◆ Passage shown
Content starts
Impact Capital submits plans for Rom Valley Gardens regeneration project

Start-up modular housebuilder and developer Impact Capital has submitted new plans for a 1,010-home regeneration scheme in Romford.

The £400m scheme will build on Impact’s existing 620-home permission for the seven-acre Rom Valley Gardens site.

Impact Capital Romford

The firm said it had been in discussions with the Greater London Authority and Havering council over increasing the number of homes on the site, including an increase in the number of affordable homes.

The firm said the scheme would take the form of a “contemporary urban village” which would reinvigorate the nearby Queen’s Hospital, and could include provision of a new clinical diagnostic hub for the NHS.

Houses for the scheme will be supplied by Impact’s own modular housing manufacturing facility in Peterborough.

The firm, set up last year by property entrepreneurs Nick Shattock and Robert Whitton, said it was part of a growth plan which will see it assemble a £1bn development pipeline.

The developer was formed with the with the backing of £100m from a private family fund, using part of that cash to purchase the loss-making offsite firm Lesko Modular and thus gaining a modular manufacturing facility in Peterborough.
Content ends
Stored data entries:
Content starts
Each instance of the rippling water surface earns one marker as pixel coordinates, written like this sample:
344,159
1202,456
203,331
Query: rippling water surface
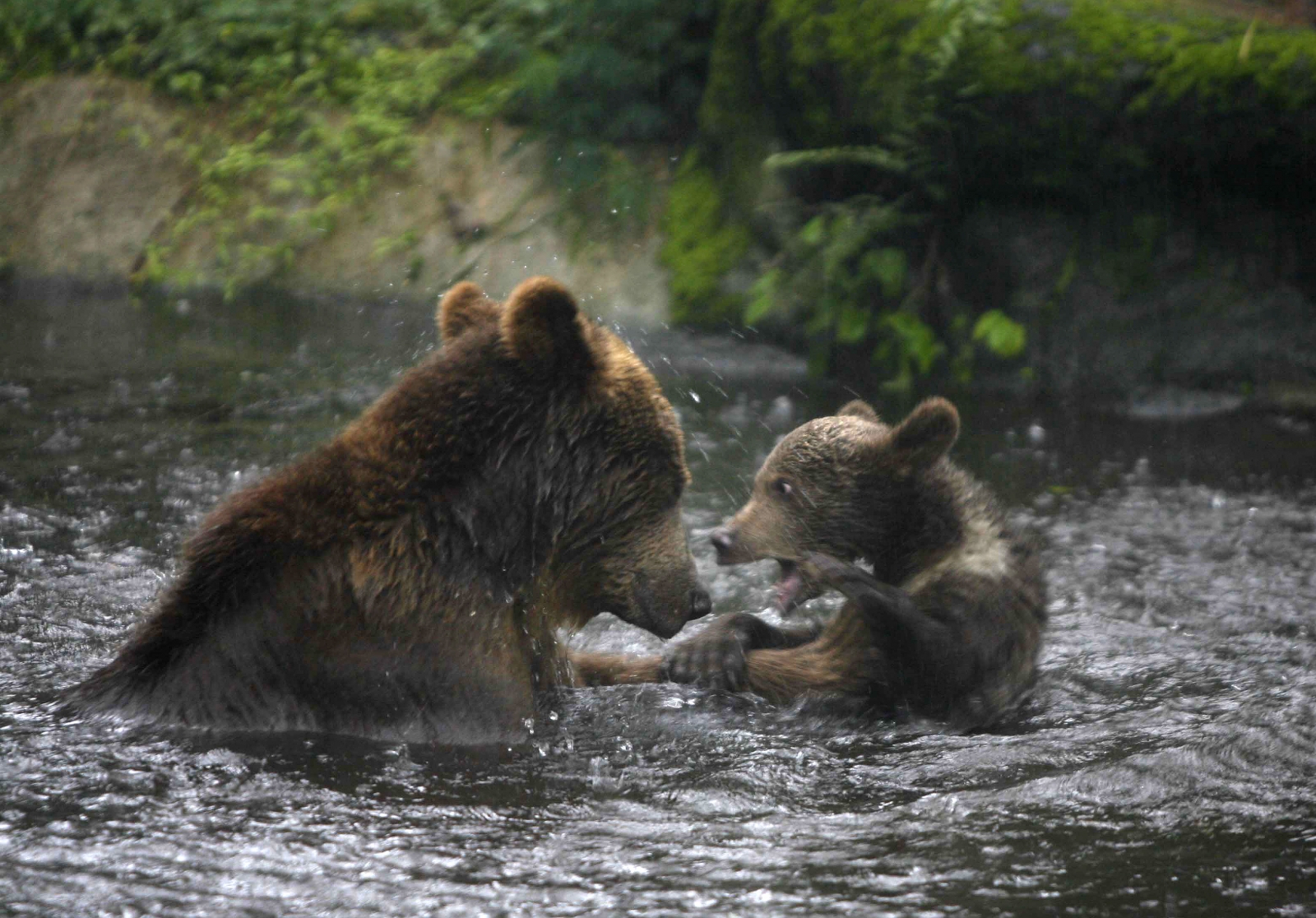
1165,764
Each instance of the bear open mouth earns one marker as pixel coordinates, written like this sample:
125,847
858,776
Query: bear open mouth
790,586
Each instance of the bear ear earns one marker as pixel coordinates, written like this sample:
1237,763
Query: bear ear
927,434
462,308
543,325
859,408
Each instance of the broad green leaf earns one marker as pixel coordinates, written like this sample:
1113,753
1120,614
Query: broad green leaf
762,296
1003,336
852,325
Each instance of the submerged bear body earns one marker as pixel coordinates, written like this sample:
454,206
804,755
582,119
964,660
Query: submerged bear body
405,579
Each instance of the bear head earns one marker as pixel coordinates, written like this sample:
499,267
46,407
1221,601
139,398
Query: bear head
587,465
855,488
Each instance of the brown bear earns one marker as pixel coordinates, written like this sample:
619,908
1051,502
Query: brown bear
405,580
951,621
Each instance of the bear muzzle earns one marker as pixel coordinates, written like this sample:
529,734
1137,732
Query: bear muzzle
658,617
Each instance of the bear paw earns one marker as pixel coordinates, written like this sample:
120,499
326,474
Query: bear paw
716,658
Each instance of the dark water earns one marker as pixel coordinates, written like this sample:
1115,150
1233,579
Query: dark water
1165,766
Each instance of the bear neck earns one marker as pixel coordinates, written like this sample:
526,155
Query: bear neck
918,527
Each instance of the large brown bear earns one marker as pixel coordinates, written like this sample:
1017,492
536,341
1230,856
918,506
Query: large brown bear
405,579
948,625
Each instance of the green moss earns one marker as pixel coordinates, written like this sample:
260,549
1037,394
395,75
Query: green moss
938,105
701,246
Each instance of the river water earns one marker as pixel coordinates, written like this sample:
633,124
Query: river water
1164,766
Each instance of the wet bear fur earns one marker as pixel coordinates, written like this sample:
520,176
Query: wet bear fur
405,580
951,619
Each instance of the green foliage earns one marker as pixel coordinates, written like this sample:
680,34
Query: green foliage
1003,336
921,108
699,246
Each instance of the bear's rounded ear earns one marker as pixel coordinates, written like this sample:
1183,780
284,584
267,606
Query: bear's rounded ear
543,325
927,434
462,308
859,408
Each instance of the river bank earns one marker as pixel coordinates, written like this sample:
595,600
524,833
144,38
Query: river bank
1081,200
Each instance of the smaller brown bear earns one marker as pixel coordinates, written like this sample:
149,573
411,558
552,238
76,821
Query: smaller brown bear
405,580
948,625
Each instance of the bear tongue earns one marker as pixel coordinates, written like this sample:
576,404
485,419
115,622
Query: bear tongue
790,586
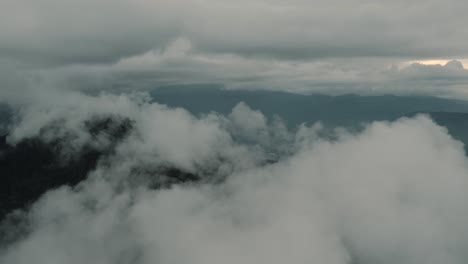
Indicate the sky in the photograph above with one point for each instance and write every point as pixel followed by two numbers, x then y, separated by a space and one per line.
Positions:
pixel 333 47
pixel 391 192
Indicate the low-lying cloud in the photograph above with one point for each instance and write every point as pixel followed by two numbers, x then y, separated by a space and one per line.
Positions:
pixel 394 192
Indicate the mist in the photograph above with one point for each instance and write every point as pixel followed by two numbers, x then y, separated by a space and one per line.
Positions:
pixel 392 193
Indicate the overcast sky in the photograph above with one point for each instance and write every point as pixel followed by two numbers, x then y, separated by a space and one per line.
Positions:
pixel 336 46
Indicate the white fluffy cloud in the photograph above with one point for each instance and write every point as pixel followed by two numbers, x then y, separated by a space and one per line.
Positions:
pixel 394 192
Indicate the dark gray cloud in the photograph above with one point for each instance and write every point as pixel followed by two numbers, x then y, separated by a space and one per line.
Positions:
pixel 301 46
pixel 100 31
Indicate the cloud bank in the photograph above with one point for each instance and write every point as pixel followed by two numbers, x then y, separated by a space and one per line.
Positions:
pixel 394 192
pixel 300 46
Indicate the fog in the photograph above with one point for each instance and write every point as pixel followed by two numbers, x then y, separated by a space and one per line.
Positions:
pixel 392 193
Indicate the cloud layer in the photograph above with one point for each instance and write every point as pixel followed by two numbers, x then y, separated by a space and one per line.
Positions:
pixel 393 193
pixel 300 46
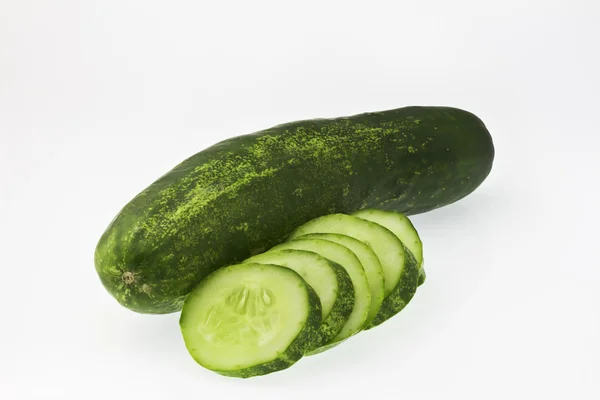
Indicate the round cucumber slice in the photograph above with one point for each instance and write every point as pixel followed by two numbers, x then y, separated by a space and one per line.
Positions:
pixel 369 261
pixel 250 319
pixel 402 227
pixel 400 268
pixel 330 281
pixel 346 258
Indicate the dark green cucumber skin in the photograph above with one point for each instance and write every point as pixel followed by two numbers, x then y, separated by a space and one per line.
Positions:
pixel 342 307
pixel 244 195
pixel 403 292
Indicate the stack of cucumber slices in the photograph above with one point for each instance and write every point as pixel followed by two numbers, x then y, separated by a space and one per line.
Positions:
pixel 335 276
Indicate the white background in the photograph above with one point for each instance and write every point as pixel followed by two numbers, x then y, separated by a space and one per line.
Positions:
pixel 99 98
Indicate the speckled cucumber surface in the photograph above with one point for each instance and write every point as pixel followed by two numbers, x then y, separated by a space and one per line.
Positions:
pixel 246 194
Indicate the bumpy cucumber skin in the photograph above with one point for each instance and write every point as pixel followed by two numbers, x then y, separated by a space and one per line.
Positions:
pixel 246 194
pixel 340 313
pixel 296 349
pixel 402 293
pixel 342 307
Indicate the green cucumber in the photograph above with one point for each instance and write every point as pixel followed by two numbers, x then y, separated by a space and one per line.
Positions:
pixel 400 268
pixel 370 263
pixel 250 319
pixel 246 194
pixel 400 226
pixel 329 280
pixel 347 259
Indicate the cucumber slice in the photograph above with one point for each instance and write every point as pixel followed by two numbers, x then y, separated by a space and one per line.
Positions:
pixel 346 258
pixel 329 280
pixel 369 261
pixel 400 268
pixel 400 226
pixel 250 319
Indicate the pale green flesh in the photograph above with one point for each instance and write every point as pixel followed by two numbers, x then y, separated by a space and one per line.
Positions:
pixel 370 263
pixel 400 226
pixel 384 243
pixel 314 269
pixel 346 258
pixel 244 315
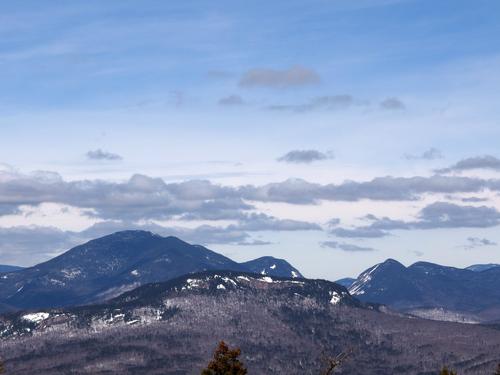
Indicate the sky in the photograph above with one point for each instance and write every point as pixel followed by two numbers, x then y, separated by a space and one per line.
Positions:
pixel 333 134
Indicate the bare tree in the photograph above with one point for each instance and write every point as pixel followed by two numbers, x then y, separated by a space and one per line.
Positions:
pixel 445 371
pixel 225 362
pixel 332 363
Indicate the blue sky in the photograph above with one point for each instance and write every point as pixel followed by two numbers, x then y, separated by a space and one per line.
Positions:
pixel 313 131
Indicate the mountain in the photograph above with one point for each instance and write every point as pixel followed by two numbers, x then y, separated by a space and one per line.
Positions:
pixel 346 282
pixel 272 266
pixel 482 267
pixel 108 266
pixel 283 326
pixel 432 291
pixel 5 268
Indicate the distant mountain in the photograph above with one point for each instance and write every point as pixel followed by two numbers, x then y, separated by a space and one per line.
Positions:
pixel 272 266
pixel 108 266
pixel 432 291
pixel 482 267
pixel 283 326
pixel 346 282
pixel 5 268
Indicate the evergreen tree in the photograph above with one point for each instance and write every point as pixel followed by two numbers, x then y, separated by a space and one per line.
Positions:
pixel 225 362
pixel 445 371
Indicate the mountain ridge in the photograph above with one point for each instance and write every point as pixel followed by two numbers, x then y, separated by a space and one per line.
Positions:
pixel 432 291
pixel 108 266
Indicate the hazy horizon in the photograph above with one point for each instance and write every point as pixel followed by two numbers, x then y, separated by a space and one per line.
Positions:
pixel 332 134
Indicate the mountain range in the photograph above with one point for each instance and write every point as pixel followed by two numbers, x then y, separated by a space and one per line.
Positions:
pixel 106 267
pixel 6 268
pixel 282 325
pixel 433 291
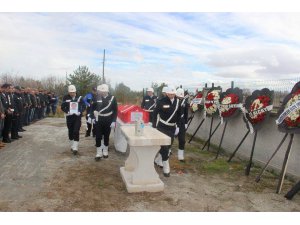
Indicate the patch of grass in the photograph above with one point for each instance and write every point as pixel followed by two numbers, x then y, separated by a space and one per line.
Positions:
pixel 216 166
pixel 101 184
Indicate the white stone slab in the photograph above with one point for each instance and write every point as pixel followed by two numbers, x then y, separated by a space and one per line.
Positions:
pixel 139 173
pixel 151 137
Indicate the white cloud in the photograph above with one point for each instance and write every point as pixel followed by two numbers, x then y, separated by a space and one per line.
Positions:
pixel 152 47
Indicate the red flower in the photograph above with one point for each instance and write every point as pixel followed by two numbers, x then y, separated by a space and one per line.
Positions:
pixel 265 101
pixel 234 100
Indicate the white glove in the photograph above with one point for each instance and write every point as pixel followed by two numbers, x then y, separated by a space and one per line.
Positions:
pixel 176 131
pixel 89 120
pixel 96 114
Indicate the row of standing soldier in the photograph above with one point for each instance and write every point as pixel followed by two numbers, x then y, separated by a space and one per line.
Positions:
pixel 21 106
pixel 168 114
pixel 101 113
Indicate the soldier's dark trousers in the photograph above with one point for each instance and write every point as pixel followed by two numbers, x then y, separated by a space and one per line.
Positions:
pixel 165 149
pixel 73 124
pixel 89 129
pixel 7 126
pixel 1 127
pixel 293 191
pixel 102 128
pixel 181 138
pixel 15 126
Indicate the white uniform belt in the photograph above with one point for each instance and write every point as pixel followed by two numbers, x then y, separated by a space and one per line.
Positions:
pixel 166 123
pixel 105 114
pixel 148 110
Content ends
◆ The task
Extend the news article on Impact Capital's Rom Valley Gardens housing plans, starting after its last sentence.

◆ Task response
In November Impact Capital submitted its first planning application, for a 56-home scheme in Sevenoaks, Kent.

Havering council will consider the application this summer, the firm said. Last year Impact said it hoped to be on site with the Rom Valley scheme at some point in 2021.

Robert Whitton, founder and chief executive of Impact Capital, said: “Rom Valley Gardens will be our flagship regeneration scheme and represents Impact’s vision is to create a sustainable housing model which will help to revive underutilised sites in Britain’s cities and towns.

“By using our own modular construction factory, we are ripping up the rule book, and combining smart technology, innovative design and precision engineering to produce the sustainable and affordable buildings of the future.”